### EXCERPT TO READ
■ ■ ■ ■ ■

Training a modified VAE decoder along with fine-tuning against modified noise enables the creation of transparent output images
Stable Diffusion is a latent diffusion model that generates images from text input. While we see many potential applications for text-to-image models in game production, we are currently limited by models’ inability to generate graphics with an alpha channel, which is required for graphic assets such as UX icons and logos.
In this post, we will first explain Stable Diffusion 1.5’s existing pipeline. We will then discuss the three modifications we made to this network in order to achieve alpha-aware output – modifying the underlying noise distribution of the pipeline, fine-tuning the U-Net, and training a modified decoder network.
Background
During training, the Stable Diffusion model was introduced to billions of RGB image / text pairs, which underwent a three-step transformation process:
- Encoding - converting the RGB training images into a 4x64x64 “latent space” representation via a 3x512x512 → 4x64x64 encoder
- Diffusion - iterative addition of noise to the encoded images followed by a denoising U-Net that learned to predict the noise that was added (with the additional information of the text prompt describing the image), and remove this noise from the image
- Decoding - converting the denoised image representations back to their original image format via a 4x64x64→3x512x512 decoder
By training Stable Diffusion to recreate the original training images through noise removal, the model eventually gained the ability to understand how to generate images from pure noise and a text description – making this the landmark tool it is today. Now, provided a text prompt as input, the pipeline generates a random patch of 4x64x64 noise, and runs this noise and text through the U-Net to iteratively denoise the tensor, then pass this through the decoder to output a 3x512x512 image fitting the text description provided.

■ ■ ■ ■ ■

### TASK TO COMPLETE
Please reproduce the part of the Stable Diffusion text that opens with the words containing "Training a modified VAE" and closes with "modified decoder network.", edited so that "alpha channel" becomes "transparency channel". The data that comes next is from a separate source.

### PROVIDED DATA

■ ■ ■ ■ ■

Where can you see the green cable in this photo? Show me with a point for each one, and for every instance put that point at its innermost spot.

■ ■ ■ ■ ■

### ANSWER TO THIS EXERCISE
Training a modified VAE decoder along with fine-tuning against modified noise enables the creation of transparent output images
Stable Diffusion is a latent diffusion model that generates images from text input. While we see many potential applications for text-to-image models in game production, we are currently limited by models’ inability to generate graphics with an transparency channel, which is required for graphic assets such as UX icons and logos.
In this post, we will first explain Stable Diffusion 1.5’s existing pipeline. We will then discuss the three modifications we made to this network in order to achieve alpha-aware output – modifying the underlying noise distribution of the pipeline, fine-tuning the U-Net, and training a modified decoder network.